» EXERCISE DETAILS
Please count the lines in the records below that contain the string "finger", with case counting, and give only the number.

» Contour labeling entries
——

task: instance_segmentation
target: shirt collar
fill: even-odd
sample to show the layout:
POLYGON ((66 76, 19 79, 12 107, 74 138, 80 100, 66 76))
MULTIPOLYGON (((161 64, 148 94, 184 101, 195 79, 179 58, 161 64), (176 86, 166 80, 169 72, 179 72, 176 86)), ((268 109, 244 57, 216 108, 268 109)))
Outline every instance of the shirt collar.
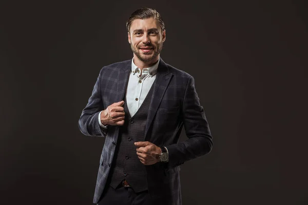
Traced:
MULTIPOLYGON (((155 65, 153 65, 152 66, 151 66, 149 68, 145 68, 143 69, 147 69, 148 71, 148 73, 151 76, 155 75, 156 74, 156 73, 157 73, 157 69, 158 68, 158 64, 159 63, 160 60, 160 58, 159 58, 157 62, 155 65)), ((134 73, 138 70, 141 70, 141 69, 139 68, 138 68, 137 67, 137 66, 136 66, 133 63, 133 58, 132 60, 131 60, 131 72, 134 73)))

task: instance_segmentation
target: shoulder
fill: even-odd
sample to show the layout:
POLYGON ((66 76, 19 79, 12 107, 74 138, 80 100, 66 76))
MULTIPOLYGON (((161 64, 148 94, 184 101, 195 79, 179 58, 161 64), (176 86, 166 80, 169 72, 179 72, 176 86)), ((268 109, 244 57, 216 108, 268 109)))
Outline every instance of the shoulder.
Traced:
POLYGON ((192 76, 189 74, 189 73, 179 69, 169 64, 166 64, 164 62, 167 68, 168 68, 168 70, 169 72, 172 73, 174 75, 174 76, 176 78, 179 78, 181 79, 182 80, 188 80, 189 79, 192 78, 192 76))
POLYGON ((111 64, 105 66, 101 69, 101 73, 109 72, 119 71, 120 69, 125 70, 130 68, 131 59, 120 62, 113 63, 111 64))

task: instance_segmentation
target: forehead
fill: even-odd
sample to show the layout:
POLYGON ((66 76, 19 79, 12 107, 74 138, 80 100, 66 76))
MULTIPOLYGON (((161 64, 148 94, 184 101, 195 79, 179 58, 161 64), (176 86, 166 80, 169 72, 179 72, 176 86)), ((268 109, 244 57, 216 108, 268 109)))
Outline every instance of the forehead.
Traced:
POLYGON ((160 27, 159 25, 158 21, 154 18, 149 18, 145 19, 136 19, 131 22, 130 30, 130 32, 132 32, 136 29, 146 30, 155 28, 159 29, 160 27))

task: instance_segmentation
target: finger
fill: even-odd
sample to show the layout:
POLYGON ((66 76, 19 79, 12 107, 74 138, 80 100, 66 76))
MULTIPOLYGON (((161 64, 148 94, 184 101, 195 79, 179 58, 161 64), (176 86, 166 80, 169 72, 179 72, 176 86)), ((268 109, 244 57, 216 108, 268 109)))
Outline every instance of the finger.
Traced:
POLYGON ((137 152, 139 152, 140 153, 147 153, 147 150, 145 149, 145 148, 144 148, 143 147, 138 148, 137 149, 136 149, 136 151, 137 151, 137 152))
POLYGON ((145 147, 147 145, 151 144, 151 143, 149 141, 137 141, 134 143, 134 145, 138 147, 145 147))
POLYGON ((143 164, 145 164, 145 160, 144 159, 140 157, 138 157, 138 158, 139 158, 139 160, 140 160, 141 163, 142 163, 143 164))
POLYGON ((119 125, 119 126, 122 126, 123 125, 124 125, 124 120, 121 120, 121 121, 118 121, 117 122, 116 122, 116 125, 119 125))
POLYGON ((124 120, 125 119, 125 117, 124 117, 124 116, 118 117, 117 118, 113 118, 110 121, 112 122, 113 122, 113 123, 116 123, 116 122, 117 122, 117 121, 119 121, 124 120))
POLYGON ((125 115, 125 112, 124 111, 121 111, 121 112, 115 112, 115 111, 112 111, 112 112, 110 112, 110 114, 109 114, 109 116, 110 116, 110 117, 112 118, 115 118, 116 117, 121 116, 124 116, 125 115))
POLYGON ((120 106, 110 106, 109 107, 110 112, 124 112, 124 108, 120 106))
POLYGON ((141 157, 143 159, 145 159, 147 157, 147 155, 146 154, 144 153, 141 153, 140 152, 136 152, 137 153, 137 156, 138 156, 138 157, 141 157))
POLYGON ((124 105, 124 100, 122 100, 122 101, 120 101, 119 102, 114 102, 113 104, 112 104, 111 106, 114 106, 114 107, 123 106, 123 105, 124 105))

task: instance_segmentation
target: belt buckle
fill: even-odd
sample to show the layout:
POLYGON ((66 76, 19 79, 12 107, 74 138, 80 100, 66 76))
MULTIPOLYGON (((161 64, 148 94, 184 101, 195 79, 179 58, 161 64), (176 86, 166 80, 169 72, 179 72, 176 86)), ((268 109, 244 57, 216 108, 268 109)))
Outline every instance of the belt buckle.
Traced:
MULTIPOLYGON (((124 181, 126 181, 126 180, 124 180, 122 181, 122 185, 124 187, 130 187, 130 186, 129 185, 126 185, 125 184, 124 184, 124 181)), ((128 184, 128 183, 127 182, 127 181, 126 181, 126 183, 127 183, 127 184, 128 184)))

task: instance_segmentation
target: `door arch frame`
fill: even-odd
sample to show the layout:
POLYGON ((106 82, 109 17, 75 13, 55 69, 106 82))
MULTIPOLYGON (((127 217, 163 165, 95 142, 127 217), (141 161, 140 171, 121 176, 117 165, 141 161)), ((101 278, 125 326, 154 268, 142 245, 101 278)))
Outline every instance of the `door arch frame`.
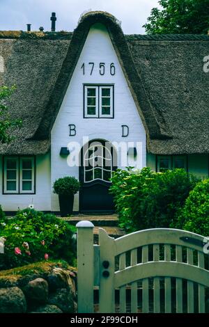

——

» TASK ANSWER
2